[Opening SUPPLIED DATA section]

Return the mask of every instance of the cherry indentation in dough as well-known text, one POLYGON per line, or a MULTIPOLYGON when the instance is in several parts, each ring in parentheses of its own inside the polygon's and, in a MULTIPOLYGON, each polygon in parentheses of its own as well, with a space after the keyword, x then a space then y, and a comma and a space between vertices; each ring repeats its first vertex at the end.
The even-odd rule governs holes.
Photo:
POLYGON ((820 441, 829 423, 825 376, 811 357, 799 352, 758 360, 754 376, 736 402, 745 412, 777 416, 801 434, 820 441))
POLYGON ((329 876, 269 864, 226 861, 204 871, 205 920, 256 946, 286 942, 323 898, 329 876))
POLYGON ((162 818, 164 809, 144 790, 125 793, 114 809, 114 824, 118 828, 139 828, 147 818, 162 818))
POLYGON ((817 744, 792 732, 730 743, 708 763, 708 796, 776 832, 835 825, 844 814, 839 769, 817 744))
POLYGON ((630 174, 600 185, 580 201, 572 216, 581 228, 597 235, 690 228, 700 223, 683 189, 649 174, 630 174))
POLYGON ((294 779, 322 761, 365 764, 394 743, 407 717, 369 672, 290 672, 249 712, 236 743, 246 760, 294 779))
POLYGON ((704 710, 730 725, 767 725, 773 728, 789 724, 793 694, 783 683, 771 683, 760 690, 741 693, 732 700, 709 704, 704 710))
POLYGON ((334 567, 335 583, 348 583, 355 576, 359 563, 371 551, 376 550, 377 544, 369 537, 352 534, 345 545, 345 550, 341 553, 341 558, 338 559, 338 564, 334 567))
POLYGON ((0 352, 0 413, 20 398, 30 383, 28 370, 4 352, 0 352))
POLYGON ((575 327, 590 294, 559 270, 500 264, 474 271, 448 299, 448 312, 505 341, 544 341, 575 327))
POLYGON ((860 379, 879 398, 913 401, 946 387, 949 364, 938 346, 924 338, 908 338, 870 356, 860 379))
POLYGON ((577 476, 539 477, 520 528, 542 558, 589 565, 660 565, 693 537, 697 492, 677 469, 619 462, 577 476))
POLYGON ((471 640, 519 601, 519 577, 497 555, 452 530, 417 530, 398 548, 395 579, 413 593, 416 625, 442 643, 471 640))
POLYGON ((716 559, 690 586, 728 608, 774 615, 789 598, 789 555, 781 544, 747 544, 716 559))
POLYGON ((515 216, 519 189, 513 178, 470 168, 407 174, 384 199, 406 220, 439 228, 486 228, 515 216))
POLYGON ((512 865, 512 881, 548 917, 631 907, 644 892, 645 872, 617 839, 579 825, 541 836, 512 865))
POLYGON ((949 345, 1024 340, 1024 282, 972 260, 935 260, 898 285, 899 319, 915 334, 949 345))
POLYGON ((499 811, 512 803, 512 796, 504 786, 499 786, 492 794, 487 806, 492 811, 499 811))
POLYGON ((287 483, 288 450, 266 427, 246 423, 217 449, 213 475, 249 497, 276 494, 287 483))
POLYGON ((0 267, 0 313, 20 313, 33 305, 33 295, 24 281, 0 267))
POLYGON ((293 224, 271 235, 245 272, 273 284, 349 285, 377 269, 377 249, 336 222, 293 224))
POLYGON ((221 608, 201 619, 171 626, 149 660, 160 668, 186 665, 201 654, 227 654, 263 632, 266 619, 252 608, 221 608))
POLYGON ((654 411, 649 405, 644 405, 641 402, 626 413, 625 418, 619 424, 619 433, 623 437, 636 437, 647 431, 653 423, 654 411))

[Closing SUPPLIED DATA section]

TASK INSTRUCTIONS: Retype the entries exactly; leave nothing out.

SOLUTION:
Return the mask of every instance of the cherry indentation in dough as well-known text, one POLYGON per line, or a MULTIPOLYGON when the instance is in several parts, each ring in parentheses of its own inside the polygon's and, in a MULTIPOLYGON, each polygon in parentheses of its own as well, with a space after the keyword, x then a space then y, and a comma and a space between vertices; each ring repeats its first vertex at the end.
The even-odd rule governs holes.
Photo:
POLYGON ((820 441, 829 423, 825 376, 811 357, 799 352, 758 360, 754 376, 736 402, 745 412, 777 416, 801 434, 820 441))
POLYGON ((329 876, 269 864, 226 861, 204 871, 205 920, 256 946, 286 942, 323 898, 329 876))
POLYGON ((162 818, 164 809, 144 790, 125 793, 114 809, 114 824, 118 828, 139 828, 147 818, 162 818))
POLYGON ((817 744, 792 732, 730 743, 708 763, 708 796, 776 832, 835 825, 844 814, 839 769, 817 744))
POLYGON ((630 174, 600 185, 580 201, 572 216, 581 228, 597 235, 690 228, 700 223, 683 189, 649 174, 630 174))
POLYGON ((294 779, 322 761, 365 764, 394 743, 407 717, 369 672, 290 672, 249 712, 236 743, 246 760, 294 779))
POLYGON ((704 710, 730 725, 767 725, 773 728, 789 724, 793 694, 783 683, 771 683, 760 690, 741 693, 732 700, 709 704, 704 710))
POLYGON ((334 567, 335 583, 348 583, 355 576, 359 563, 371 551, 376 550, 377 544, 369 537, 352 534, 345 545, 345 550, 341 553, 341 558, 338 559, 338 564, 334 567))
POLYGON ((0 352, 0 413, 20 398, 30 383, 28 370, 4 352, 0 352))
POLYGON ((575 327, 590 294, 559 270, 500 264, 474 271, 448 299, 448 312, 505 341, 544 341, 575 327))
POLYGON ((860 379, 879 398, 913 401, 946 387, 949 364, 938 346, 924 338, 908 338, 870 356, 860 379))
POLYGON ((577 476, 539 477, 520 528, 542 558, 589 565, 660 565, 693 537, 697 492, 677 469, 619 462, 577 476))
POLYGON ((471 640, 519 601, 519 577, 497 555, 452 530, 417 530, 398 548, 395 579, 413 593, 416 625, 442 643, 471 640))
POLYGON ((716 559, 690 586, 728 608, 774 615, 789 598, 789 555, 781 544, 747 544, 716 559))
POLYGON ((515 216, 519 189, 513 178, 470 168, 407 174, 384 199, 406 220, 439 228, 486 228, 515 216))
POLYGON ((512 865, 512 881, 548 917, 631 907, 644 892, 645 872, 617 839, 579 825, 541 836, 512 865))
POLYGON ((949 345, 1024 340, 1024 282, 972 260, 935 260, 898 285, 899 319, 915 334, 949 345))
POLYGON ((499 811, 512 803, 512 796, 504 786, 499 786, 492 794, 487 806, 492 811, 499 811))
POLYGON ((287 483, 288 450, 266 427, 246 423, 217 449, 213 475, 249 497, 276 494, 287 483))
POLYGON ((0 267, 0 313, 20 313, 33 305, 33 295, 24 281, 0 267))
POLYGON ((293 224, 271 235, 245 272, 273 284, 349 285, 377 269, 377 249, 336 222, 293 224))
POLYGON ((221 608, 201 619, 171 626, 149 660, 160 668, 186 665, 201 654, 227 654, 263 632, 266 619, 252 608, 221 608))
POLYGON ((654 411, 649 405, 644 405, 641 402, 626 413, 625 418, 619 424, 619 433, 623 437, 636 437, 647 431, 653 423, 654 411))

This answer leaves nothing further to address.